▸ Named region outline records
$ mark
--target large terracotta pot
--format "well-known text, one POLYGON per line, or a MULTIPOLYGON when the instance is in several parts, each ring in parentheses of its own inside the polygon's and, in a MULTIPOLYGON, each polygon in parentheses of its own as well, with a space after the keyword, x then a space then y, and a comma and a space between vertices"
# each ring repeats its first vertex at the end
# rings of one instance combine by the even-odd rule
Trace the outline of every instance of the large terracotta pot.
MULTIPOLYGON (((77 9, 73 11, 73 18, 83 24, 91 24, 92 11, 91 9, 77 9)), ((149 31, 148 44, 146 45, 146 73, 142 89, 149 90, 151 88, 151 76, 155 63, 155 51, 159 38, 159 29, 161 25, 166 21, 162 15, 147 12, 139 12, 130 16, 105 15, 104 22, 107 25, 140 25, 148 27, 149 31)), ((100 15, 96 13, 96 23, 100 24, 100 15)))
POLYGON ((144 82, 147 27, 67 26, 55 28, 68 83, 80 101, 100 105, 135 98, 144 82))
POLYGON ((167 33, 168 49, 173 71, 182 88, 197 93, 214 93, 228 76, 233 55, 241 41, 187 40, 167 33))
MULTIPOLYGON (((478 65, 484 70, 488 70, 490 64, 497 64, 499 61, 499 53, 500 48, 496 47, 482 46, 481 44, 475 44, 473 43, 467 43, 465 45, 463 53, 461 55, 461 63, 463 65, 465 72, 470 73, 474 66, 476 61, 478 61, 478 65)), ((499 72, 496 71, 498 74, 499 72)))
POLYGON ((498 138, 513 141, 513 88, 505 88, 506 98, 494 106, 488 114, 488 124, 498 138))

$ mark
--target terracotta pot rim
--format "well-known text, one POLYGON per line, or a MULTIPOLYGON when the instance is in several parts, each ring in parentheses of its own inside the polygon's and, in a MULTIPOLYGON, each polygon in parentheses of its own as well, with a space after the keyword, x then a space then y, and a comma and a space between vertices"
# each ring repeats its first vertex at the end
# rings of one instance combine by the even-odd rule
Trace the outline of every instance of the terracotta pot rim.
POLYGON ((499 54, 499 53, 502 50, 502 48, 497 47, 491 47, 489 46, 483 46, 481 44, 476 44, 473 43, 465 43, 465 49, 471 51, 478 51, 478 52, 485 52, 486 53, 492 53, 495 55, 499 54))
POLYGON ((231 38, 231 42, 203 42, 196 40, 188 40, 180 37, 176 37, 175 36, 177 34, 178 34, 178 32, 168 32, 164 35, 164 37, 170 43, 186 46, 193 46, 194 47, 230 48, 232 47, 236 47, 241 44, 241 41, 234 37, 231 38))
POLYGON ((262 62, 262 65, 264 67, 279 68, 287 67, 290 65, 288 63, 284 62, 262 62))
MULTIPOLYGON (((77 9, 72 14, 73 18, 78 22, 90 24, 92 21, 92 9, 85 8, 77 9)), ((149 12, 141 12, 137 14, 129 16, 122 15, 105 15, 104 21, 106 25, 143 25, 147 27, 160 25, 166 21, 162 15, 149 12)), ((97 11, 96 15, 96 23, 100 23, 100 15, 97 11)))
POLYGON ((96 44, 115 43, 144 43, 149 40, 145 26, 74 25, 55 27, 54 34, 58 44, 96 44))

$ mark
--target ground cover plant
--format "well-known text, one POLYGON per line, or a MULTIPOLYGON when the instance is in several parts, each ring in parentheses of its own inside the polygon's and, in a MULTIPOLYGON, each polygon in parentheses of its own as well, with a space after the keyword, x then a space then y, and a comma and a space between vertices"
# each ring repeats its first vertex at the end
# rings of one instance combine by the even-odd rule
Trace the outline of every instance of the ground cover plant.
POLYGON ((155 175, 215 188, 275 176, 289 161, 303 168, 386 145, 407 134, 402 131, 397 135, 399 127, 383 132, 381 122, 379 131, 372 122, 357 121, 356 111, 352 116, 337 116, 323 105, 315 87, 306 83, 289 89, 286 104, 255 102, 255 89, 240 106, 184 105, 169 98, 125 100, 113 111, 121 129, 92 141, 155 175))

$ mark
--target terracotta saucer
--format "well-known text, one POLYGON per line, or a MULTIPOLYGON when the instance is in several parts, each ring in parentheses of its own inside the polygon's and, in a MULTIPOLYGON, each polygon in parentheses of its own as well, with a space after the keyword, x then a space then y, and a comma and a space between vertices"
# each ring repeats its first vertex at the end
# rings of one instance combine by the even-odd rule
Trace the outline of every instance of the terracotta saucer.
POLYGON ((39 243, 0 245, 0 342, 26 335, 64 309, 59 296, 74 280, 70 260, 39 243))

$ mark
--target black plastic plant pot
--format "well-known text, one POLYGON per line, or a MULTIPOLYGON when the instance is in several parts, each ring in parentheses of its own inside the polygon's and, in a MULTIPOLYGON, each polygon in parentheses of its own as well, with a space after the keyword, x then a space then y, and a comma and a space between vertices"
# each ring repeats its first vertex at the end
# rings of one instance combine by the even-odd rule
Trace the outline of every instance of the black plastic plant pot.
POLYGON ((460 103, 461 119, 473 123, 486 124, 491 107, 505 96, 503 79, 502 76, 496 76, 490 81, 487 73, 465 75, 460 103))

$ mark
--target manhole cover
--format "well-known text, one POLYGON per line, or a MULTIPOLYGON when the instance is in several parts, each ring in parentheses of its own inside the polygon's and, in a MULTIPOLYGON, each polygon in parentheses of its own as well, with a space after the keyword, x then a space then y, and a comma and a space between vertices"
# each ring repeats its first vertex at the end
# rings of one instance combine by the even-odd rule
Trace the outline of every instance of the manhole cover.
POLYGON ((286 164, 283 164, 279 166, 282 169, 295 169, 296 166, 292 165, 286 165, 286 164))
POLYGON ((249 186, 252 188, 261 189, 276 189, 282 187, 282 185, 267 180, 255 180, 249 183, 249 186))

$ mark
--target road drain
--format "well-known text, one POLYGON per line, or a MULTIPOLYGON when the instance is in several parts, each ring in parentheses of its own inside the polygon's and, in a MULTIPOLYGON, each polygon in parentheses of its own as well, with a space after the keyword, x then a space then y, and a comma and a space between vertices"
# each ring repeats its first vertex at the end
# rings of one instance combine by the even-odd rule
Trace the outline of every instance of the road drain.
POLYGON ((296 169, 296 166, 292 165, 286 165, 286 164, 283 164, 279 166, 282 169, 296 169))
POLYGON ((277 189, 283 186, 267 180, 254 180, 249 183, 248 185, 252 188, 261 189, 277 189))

▸ Set exercise
Retype the entries one by one, exactly.

▸ Complete output
$ mark
--target large terracotta pot
--format "well-known text, one POLYGON per line, or a MULTIPOLYGON when the instance is in several parts, each ring in parentheses of its own inside the polygon's and, in a MULTIPOLYGON, each polygon in parentheses of its own as well, with a space after the keyword, x then a space then y, and a comma and a space between vertices"
# each ring repeats its first vertex at the end
# rings of one instance combine by the even-odd rule
Trace the outline of every instance of the large terracotta pot.
MULTIPOLYGON (((77 9, 73 11, 73 18, 83 24, 91 24, 92 11, 91 9, 77 9)), ((149 31, 148 44, 146 45, 146 73, 142 89, 149 90, 151 88, 151 76, 155 63, 155 51, 159 38, 159 29, 161 25, 166 21, 162 15, 147 12, 139 12, 130 16, 105 15, 104 22, 107 25, 140 25, 148 27, 149 31)), ((100 15, 96 13, 96 23, 100 24, 100 15)))
POLYGON ((144 82, 147 27, 67 26, 55 28, 68 83, 80 101, 100 105, 135 98, 144 82))
POLYGON ((167 33, 168 49, 173 71, 182 88, 197 93, 214 93, 228 76, 233 55, 241 41, 187 40, 167 33))
MULTIPOLYGON (((478 65, 484 70, 488 70, 490 64, 497 64, 499 61, 499 53, 500 48, 496 47, 482 46, 481 44, 475 44, 473 43, 467 43, 465 45, 463 53, 461 55, 461 63, 463 65, 465 72, 470 73, 474 66, 476 61, 478 61, 478 65)), ((499 72, 496 71, 498 74, 499 72)))
POLYGON ((498 138, 513 141, 513 88, 505 88, 506 98, 494 106, 488 114, 488 124, 498 138))

$ mark
--target terracotta pot rim
--format "well-known text, one POLYGON per line, or a MULTIPOLYGON when the instance is in several parts, each ring in parentheses of its own inside the polygon's and, in a MULTIPOLYGON, each polygon in parentheses of its own as well, with a space after the keyword, x then a space then y, and a comma and a space between vertices"
# each ring repeats its first vertex at the end
# rings of one instance combine by the even-odd rule
Trace the outline of every instance of the terracotta pot rim.
POLYGON ((499 54, 499 53, 502 50, 502 48, 497 47, 491 47, 489 46, 483 46, 481 44, 476 44, 473 43, 465 43, 465 49, 471 51, 478 51, 478 52, 485 52, 486 53, 492 53, 495 55, 499 54))
POLYGON ((231 38, 231 42, 203 42, 196 40, 188 40, 180 37, 176 37, 175 36, 177 34, 178 34, 178 32, 168 32, 164 35, 164 37, 170 43, 186 46, 193 46, 194 47, 230 48, 232 47, 236 47, 241 44, 241 41, 234 37, 231 38))
POLYGON ((262 62, 262 65, 264 67, 279 68, 287 67, 290 65, 288 63, 284 62, 262 62))
MULTIPOLYGON (((77 9, 72 14, 73 18, 78 22, 90 24, 92 21, 92 9, 85 8, 77 9)), ((149 12, 141 12, 137 14, 129 16, 122 15, 105 15, 104 21, 106 25, 143 25, 147 27, 160 25, 166 21, 162 15, 149 12)), ((97 11, 96 15, 96 23, 100 23, 100 15, 97 11)))
POLYGON ((96 44, 115 43, 144 43, 149 40, 145 26, 74 25, 55 27, 54 34, 58 44, 96 44))

$ mark
--target ground cover plant
--format "well-known text, one POLYGON per line, or a MULTIPOLYGON when the instance is in several parts, each ring in parentheses of its own inside the polygon's and, in a MULTIPOLYGON, each polygon in parentheses of its own as well, with a space after the keyword, x then a space then y, and a comma and a space between vertices"
# each ring repeats its first vertex at the end
# rings of one instance combine by the even-odd rule
Trace the outline of every instance of the ground cover plant.
POLYGON ((155 175, 215 188, 275 176, 289 161, 303 168, 386 145, 407 134, 402 131, 397 135, 399 127, 383 132, 381 122, 379 131, 372 122, 357 121, 356 111, 352 116, 337 116, 323 105, 315 87, 306 83, 289 89, 286 104, 255 102, 255 89, 240 106, 184 105, 169 98, 125 100, 113 111, 121 129, 92 141, 155 175))

$ mark
--target terracotta saucer
--format "well-known text, one POLYGON per line, or a MULTIPOLYGON when the instance is in several parts, each ring in parentheses of its own inside the polygon's and, in a MULTIPOLYGON, each polygon in parentheses of its own as well, with a space after the keyword, x then a space then y, and a comma and a space between vertices"
# each ring repeats its first vertex at the end
# rings of one instance combine by the even-odd rule
Trace the outline of every instance of the terracotta saucer.
POLYGON ((39 243, 0 245, 0 342, 26 335, 64 309, 59 296, 74 280, 70 260, 39 243))

$ mark
--target black plastic plant pot
--format "well-known text, one POLYGON per line, or a MULTIPOLYGON when the instance is in several parts, each ring in parentheses of its own inside the polygon's and, in a MULTIPOLYGON, each polygon in parentheses of its own as well, with a space after the keyword, x then a space then y, and a comma and a space between vertices"
# each ring repeats its first vertex at the end
# rings of one instance combine by the even-odd rule
Trace the outline of every instance of the black plastic plant pot.
POLYGON ((460 103, 461 119, 473 123, 486 124, 491 107, 505 96, 503 79, 502 76, 496 76, 490 81, 487 73, 465 75, 460 103))

$ mark
--target manhole cover
--format "well-known text, one POLYGON per line, or a MULTIPOLYGON when the instance is in several parts, each ring in parentheses of its own inside the polygon's and, in a MULTIPOLYGON, each polygon in parentheses of its own as well, with a space after the keyword, x then a space then y, and a comma and a space between vertices"
# each ring repeats its first vertex at the end
# rings of one instance combine by the even-odd rule
Trace the outline of every instance of the manhole cover.
POLYGON ((286 164, 283 164, 279 166, 282 169, 295 169, 296 166, 292 165, 286 165, 286 164))
POLYGON ((249 186, 252 188, 261 189, 276 189, 282 187, 282 185, 267 180, 255 180, 249 183, 249 186))

$ mark
--target road drain
--format "well-known text, one POLYGON per line, or a MULTIPOLYGON when the instance is in several parts, each ring in parentheses of its own inside the polygon's and, in a MULTIPOLYGON, each polygon in parentheses of its own as well, with a space after the keyword, x then a space then y, and a comma and a space between vertices"
# each ring repeats its first vertex at the end
# rings of one instance combine by the even-odd rule
Trace the outline of every instance of the road drain.
POLYGON ((296 169, 296 166, 292 165, 286 165, 286 164, 283 164, 279 166, 282 169, 296 169))
POLYGON ((277 189, 283 186, 267 180, 254 180, 249 183, 248 185, 252 188, 261 189, 277 189))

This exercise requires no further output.